>>>>>

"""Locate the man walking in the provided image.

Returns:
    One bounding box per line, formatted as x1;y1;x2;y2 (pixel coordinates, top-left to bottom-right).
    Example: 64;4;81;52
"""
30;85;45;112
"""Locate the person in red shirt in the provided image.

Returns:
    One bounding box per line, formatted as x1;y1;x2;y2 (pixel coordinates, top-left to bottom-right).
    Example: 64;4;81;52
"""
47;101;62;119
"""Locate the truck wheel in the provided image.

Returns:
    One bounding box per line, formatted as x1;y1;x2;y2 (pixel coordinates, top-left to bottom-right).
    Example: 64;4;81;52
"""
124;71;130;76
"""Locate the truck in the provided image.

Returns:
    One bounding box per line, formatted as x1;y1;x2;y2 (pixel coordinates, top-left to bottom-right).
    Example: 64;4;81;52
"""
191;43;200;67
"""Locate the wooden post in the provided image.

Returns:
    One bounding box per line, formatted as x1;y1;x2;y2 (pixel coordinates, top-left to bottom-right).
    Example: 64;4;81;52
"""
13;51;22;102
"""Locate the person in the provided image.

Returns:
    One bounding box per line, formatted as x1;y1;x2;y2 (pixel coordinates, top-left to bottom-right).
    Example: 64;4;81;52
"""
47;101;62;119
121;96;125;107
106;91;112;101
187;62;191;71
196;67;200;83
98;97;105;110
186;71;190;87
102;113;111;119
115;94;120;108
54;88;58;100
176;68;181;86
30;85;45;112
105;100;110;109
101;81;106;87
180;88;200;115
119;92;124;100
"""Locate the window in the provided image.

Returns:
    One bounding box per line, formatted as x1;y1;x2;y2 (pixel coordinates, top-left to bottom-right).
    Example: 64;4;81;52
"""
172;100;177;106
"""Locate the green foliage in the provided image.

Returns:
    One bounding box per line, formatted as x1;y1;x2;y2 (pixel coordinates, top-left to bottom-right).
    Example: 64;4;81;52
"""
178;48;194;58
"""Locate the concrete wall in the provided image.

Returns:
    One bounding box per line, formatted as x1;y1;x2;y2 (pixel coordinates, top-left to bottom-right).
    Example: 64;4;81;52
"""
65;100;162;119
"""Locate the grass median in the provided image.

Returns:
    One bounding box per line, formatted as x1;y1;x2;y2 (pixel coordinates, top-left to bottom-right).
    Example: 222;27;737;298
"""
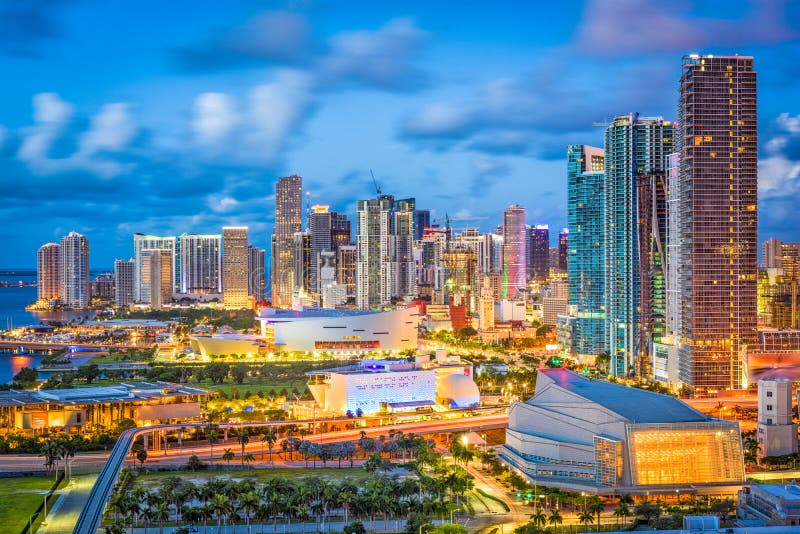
0;477;61;532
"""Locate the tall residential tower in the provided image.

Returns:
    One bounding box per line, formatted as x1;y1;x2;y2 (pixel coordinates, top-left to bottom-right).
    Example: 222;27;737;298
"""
272;175;303;307
678;55;758;393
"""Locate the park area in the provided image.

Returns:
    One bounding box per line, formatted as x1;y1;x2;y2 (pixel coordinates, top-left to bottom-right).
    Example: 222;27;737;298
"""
0;477;62;532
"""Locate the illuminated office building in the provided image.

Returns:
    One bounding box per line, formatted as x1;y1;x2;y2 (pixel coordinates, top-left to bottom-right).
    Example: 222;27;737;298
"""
60;232;91;309
604;113;674;376
133;233;179;304
179;234;222;294
527;224;550;280
272;175;303;307
499;369;745;497
356;195;416;309
558;228;569;273
503;204;528;299
678;55;758;393
142;249;173;310
414;210;431;241
222;226;250;310
336;245;356;297
247;245;265;302
567;145;606;356
36;243;61;300
114;259;136;308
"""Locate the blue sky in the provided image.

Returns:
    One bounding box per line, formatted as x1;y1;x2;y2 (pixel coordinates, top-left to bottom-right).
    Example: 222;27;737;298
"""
0;0;800;268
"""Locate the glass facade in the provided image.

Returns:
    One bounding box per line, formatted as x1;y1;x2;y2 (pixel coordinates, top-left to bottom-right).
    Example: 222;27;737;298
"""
594;436;625;486
627;422;744;486
603;113;674;376
678;55;758;393
567;145;606;356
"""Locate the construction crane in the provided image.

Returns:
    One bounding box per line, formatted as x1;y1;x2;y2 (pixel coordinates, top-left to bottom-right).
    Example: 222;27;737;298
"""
369;169;381;198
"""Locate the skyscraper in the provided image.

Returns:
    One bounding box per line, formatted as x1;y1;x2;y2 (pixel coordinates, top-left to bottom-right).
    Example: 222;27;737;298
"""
133;233;179;304
604;113;674;376
567;145;606;356
336;245;356;297
678;55;758;393
60;232;90;308
331;211;353;252
558;228;569;273
356;195;416;309
114;259;136;308
142;249;174;310
414;210;431;241
272;175;303;307
247;245;265;302
503;204;528;299
36;243;61;300
292;232;314;299
222;226;250;310
178;234;222;294
528;224;550;280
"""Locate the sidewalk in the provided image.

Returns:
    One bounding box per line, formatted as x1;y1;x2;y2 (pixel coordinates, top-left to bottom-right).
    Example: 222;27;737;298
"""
37;474;97;534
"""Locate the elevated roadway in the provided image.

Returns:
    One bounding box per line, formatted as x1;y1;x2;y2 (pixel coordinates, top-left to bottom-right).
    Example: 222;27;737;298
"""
73;414;508;534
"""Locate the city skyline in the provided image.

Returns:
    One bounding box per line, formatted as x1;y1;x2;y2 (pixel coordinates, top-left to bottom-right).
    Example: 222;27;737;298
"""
0;1;800;268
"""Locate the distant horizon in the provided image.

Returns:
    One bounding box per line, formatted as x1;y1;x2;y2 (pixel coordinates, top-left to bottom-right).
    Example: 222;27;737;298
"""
0;0;800;268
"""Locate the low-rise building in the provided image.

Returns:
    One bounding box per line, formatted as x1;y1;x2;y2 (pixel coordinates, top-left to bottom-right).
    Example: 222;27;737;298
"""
0;382;212;432
736;483;800;526
500;369;744;495
308;355;480;415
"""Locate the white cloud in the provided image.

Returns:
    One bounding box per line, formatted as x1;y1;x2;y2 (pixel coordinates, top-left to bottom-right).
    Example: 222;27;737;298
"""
192;93;239;145
758;156;800;196
321;18;427;89
206;195;240;213
777;113;800;133
17;93;137;178
192;70;311;165
245;71;310;160
79;103;138;156
33;93;75;125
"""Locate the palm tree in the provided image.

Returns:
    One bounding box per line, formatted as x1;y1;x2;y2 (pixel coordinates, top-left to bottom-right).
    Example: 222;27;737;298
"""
589;496;605;532
239;492;261;532
547;508;564;530
236;427;250;465
253;504;272;534
531;507;547;529
207;428;219;465
614;499;631;525
153;501;169;534
578;510;594;525
209;494;231;530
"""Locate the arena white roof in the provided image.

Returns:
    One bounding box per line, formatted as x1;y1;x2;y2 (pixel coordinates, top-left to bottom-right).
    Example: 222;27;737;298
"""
527;369;710;423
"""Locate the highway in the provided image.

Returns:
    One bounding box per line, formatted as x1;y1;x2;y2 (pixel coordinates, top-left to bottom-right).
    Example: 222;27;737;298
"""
69;414;508;534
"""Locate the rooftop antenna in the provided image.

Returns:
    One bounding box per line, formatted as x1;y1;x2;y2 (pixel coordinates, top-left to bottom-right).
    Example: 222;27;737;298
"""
369;169;381;197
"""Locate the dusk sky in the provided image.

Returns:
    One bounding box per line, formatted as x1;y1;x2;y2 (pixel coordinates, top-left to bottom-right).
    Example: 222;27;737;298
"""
0;0;800;268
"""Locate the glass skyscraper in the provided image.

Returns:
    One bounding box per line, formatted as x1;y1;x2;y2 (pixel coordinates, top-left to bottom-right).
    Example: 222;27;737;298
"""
678;55;758;394
567;145;606;356
604;113;674;376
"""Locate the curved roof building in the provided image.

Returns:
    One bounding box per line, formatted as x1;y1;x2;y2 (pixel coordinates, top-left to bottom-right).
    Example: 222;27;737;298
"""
500;369;744;495
256;308;419;354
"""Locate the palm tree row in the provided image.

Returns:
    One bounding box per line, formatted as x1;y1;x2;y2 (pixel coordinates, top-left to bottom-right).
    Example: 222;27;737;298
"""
39;437;78;476
109;467;472;532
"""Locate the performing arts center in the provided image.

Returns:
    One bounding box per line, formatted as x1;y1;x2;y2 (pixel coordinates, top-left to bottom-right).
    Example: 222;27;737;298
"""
500;369;745;497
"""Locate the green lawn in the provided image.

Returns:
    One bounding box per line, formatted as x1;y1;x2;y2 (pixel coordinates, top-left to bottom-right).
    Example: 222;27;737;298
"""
0;477;55;532
192;378;306;398
134;466;370;489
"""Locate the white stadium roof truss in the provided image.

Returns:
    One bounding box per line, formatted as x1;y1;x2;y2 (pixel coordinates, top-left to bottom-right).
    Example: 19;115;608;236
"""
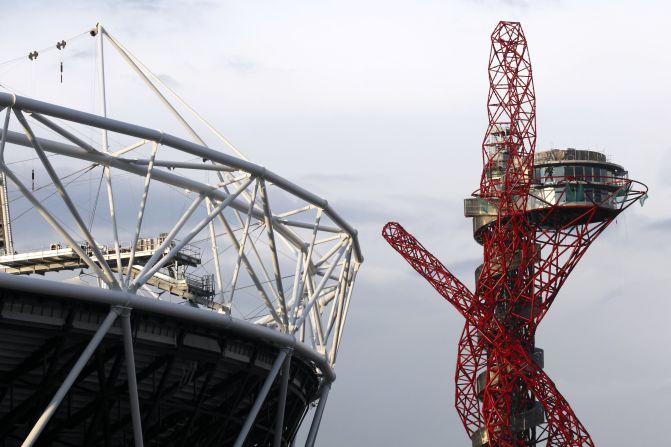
0;25;363;447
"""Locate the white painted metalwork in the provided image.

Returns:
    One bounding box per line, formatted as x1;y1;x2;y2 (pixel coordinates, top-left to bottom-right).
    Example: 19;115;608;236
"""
0;25;363;445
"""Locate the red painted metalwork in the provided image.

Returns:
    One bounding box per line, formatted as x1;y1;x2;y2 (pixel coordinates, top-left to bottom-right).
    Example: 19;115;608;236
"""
382;22;647;447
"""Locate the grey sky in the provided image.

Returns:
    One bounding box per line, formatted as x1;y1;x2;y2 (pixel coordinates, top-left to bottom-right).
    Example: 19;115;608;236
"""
0;0;671;447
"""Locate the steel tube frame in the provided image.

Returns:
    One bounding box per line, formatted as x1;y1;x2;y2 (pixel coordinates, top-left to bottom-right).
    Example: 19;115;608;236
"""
121;308;144;447
0;92;363;262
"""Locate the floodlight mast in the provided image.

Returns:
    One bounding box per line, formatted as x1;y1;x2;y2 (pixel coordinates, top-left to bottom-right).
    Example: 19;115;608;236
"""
382;21;647;447
0;24;363;447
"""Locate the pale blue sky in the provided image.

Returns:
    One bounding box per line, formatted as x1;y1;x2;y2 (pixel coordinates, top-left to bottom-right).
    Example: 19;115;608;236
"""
0;0;671;447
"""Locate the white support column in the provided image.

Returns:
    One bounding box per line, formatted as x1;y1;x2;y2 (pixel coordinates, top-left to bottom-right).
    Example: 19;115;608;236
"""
259;180;289;328
219;214;282;326
125;141;158;289
96;23;124;286
291;208;322;326
131;177;254;292
228;181;259;307
205;197;230;306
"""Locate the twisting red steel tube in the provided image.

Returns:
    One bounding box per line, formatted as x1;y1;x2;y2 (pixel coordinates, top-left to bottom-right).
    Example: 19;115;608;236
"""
382;22;647;447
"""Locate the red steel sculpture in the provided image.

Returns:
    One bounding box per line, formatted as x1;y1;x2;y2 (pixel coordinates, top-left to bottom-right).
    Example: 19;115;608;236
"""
382;22;647;447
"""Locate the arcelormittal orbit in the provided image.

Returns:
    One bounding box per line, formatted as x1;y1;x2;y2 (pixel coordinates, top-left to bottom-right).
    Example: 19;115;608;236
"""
383;22;647;447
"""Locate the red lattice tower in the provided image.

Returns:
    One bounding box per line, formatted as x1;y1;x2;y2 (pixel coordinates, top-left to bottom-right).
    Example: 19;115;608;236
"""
383;22;647;447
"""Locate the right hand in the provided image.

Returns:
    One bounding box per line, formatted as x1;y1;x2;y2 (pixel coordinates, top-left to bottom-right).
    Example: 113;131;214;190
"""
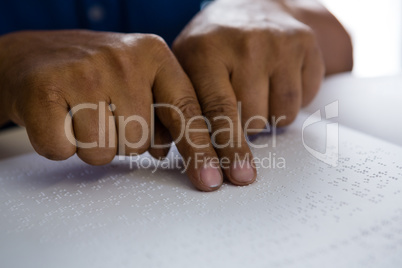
0;30;226;191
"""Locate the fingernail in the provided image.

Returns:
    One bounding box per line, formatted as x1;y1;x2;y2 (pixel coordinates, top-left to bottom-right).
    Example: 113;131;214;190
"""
200;163;222;188
230;162;255;183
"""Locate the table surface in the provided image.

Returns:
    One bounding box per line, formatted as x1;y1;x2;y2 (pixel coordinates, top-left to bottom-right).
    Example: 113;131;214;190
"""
0;72;402;268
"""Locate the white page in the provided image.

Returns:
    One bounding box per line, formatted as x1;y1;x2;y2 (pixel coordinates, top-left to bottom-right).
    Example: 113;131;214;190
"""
0;114;402;268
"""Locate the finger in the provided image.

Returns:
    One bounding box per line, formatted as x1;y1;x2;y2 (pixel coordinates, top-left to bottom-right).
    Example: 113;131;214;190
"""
269;63;302;127
111;82;153;156
187;61;256;185
21;90;76;160
148;116;172;159
231;63;269;135
153;55;223;191
71;100;117;165
302;45;325;107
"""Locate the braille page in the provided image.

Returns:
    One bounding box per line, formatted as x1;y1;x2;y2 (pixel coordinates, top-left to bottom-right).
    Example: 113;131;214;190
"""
0;111;402;268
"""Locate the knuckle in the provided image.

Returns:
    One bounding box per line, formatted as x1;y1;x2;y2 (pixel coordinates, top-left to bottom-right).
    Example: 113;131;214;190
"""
140;34;169;53
203;96;237;119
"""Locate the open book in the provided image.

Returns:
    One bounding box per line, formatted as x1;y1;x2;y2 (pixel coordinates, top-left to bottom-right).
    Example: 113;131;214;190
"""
0;76;402;268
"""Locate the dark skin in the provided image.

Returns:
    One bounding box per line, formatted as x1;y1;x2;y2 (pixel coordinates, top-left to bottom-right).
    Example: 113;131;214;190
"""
0;0;353;191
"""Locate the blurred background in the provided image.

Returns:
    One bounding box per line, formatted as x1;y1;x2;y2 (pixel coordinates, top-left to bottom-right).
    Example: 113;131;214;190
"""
321;0;402;77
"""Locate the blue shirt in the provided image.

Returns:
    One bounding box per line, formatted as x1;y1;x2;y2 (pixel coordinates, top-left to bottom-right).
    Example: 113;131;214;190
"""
0;0;206;44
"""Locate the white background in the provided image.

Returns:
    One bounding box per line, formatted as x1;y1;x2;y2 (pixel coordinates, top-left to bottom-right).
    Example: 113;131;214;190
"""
321;0;402;76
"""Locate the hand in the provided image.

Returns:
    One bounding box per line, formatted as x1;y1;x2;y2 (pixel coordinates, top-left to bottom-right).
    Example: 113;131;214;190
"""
173;0;332;184
0;31;222;191
173;0;324;129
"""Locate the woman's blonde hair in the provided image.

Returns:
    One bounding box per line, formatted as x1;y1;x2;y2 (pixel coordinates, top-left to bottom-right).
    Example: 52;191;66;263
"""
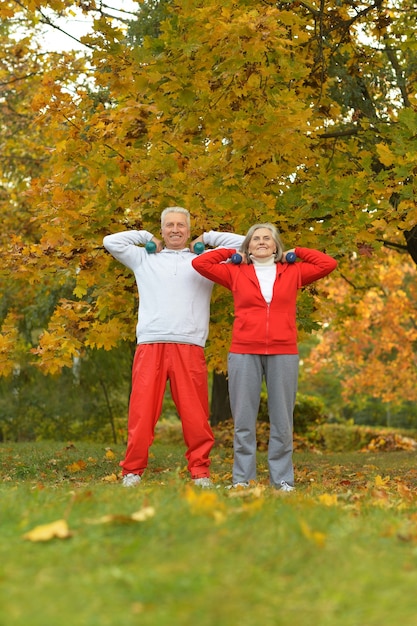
240;222;284;263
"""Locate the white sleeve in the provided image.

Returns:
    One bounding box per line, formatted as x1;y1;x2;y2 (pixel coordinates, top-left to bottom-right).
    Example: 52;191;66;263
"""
103;230;153;270
203;230;245;249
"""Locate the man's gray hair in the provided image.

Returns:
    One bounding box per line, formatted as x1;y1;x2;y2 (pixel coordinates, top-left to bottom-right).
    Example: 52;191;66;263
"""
161;206;191;228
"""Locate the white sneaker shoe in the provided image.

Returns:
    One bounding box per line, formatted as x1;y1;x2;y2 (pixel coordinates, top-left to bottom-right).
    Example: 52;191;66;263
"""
280;480;295;491
122;474;142;487
193;476;213;489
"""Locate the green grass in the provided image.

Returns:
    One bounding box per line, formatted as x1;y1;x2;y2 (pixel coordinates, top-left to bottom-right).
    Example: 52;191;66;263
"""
0;424;417;626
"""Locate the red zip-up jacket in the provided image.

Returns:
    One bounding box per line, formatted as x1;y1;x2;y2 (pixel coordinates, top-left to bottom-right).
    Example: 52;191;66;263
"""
192;247;337;354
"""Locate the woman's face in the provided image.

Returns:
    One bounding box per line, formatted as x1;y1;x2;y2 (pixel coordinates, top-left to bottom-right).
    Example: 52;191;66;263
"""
248;228;277;259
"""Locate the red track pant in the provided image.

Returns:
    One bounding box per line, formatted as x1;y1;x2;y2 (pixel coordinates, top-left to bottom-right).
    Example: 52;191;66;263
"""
120;343;214;478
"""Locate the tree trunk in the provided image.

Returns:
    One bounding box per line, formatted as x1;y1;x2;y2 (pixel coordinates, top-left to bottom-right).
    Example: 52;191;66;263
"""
210;372;232;426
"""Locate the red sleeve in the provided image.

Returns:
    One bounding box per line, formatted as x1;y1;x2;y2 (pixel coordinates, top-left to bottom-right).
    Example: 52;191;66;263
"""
295;248;337;286
192;248;236;289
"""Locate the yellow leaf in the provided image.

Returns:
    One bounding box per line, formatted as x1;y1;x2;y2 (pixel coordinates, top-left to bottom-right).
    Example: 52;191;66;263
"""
102;474;118;483
375;474;390;487
88;506;155;524
131;506;155;522
300;520;326;548
67;461;87;474
185;487;225;521
23;519;72;541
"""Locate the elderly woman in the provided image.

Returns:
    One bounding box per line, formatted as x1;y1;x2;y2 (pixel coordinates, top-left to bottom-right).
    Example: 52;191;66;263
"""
192;223;337;491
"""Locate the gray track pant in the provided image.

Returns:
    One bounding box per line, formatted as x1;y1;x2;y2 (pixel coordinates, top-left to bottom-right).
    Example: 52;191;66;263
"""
228;353;299;487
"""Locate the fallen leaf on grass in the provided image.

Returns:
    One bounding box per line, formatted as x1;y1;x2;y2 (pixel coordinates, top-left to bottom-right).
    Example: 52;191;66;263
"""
87;506;155;524
101;474;118;483
228;485;265;498
23;519;72;541
67;460;87;474
185;486;225;522
375;474;390;489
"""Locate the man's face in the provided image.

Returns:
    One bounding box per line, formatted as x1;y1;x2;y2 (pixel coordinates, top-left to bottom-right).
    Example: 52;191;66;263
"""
161;211;190;250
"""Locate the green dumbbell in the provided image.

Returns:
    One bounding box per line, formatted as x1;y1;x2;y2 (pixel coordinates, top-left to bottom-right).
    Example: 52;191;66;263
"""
194;241;206;254
145;241;156;254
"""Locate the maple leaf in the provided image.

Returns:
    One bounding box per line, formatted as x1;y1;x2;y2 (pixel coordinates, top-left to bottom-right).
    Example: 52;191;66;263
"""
67;460;87;474
87;506;155;524
23;519;72;542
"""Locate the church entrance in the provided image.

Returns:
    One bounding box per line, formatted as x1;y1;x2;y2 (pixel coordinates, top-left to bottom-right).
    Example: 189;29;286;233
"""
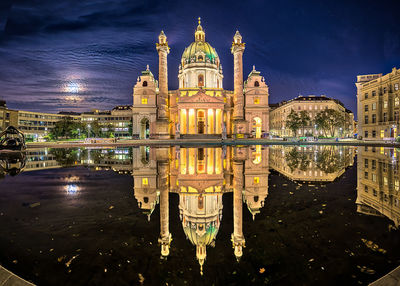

<<<<<

Given problem:
Edit the records from their beginning through the line holding "172;100;177;106", inclusive, so that every "Locate" becomes "Find", and give back only those lines with nothing else altered.

Answer to the problem:
"""Find the man walking in the provided image.

Returns:
    One bounding box per line, formatted as x1;y1;x2;y2 (pixel coordinates, top-left to bottom-right).
    Example: 64;4;81;52
"""
30;85;45;112
"""Find the person in red shirt in the provided image.

Returns:
    One bounding box per line, formatted as x1;y1;x2;y2 (pixel coordinates, top-left to bottom-right).
    Example: 64;4;81;52
"""
47;101;62;119
"""Find the truck wheel in the provided image.

Returns:
    One bounding box per line, formatted as x1;y1;x2;y2 (pixel coordinates, top-left to bottom-right).
    Example: 64;4;81;52
"""
124;71;130;76
"""Find the truck in the provided image.

Returns:
    One bounding box per line, formatted as x1;y1;x2;y2 (pixel coordinates, top-left to bottom-right).
    Example: 64;4;81;52
"""
191;43;200;67
"""Find the wooden post in the provided image.

Returns:
    One bounding box per line, formatted as x1;y1;x2;y2 (pixel coordinates, top-left to bottom-right).
    Example: 64;4;81;52
"""
13;51;22;102
"""Find the person in the provided image.

Returns:
    One bounding box per line, formatted as x1;y1;x2;y2 (pixel coordinates, top-left to bottom-right).
    Example: 64;4;81;52
"""
47;101;62;119
121;96;125;107
106;91;112;101
187;62;191;71
196;67;200;83
98;97;105;110
186;71;190;87
102;113;111;119
115;94;120;108
54;88;58;100
176;68;181;86
30;85;45;112
105;100;110;109
101;81;106;87
180;88;200;115
119;92;124;100
"""Find the window in the provided image.

Returns:
    One bounding box per line, formatted as x1;y1;x2;y2 (pixel coordinates, top-left to bottom-right).
    Example: 64;4;81;52
"""
172;100;177;106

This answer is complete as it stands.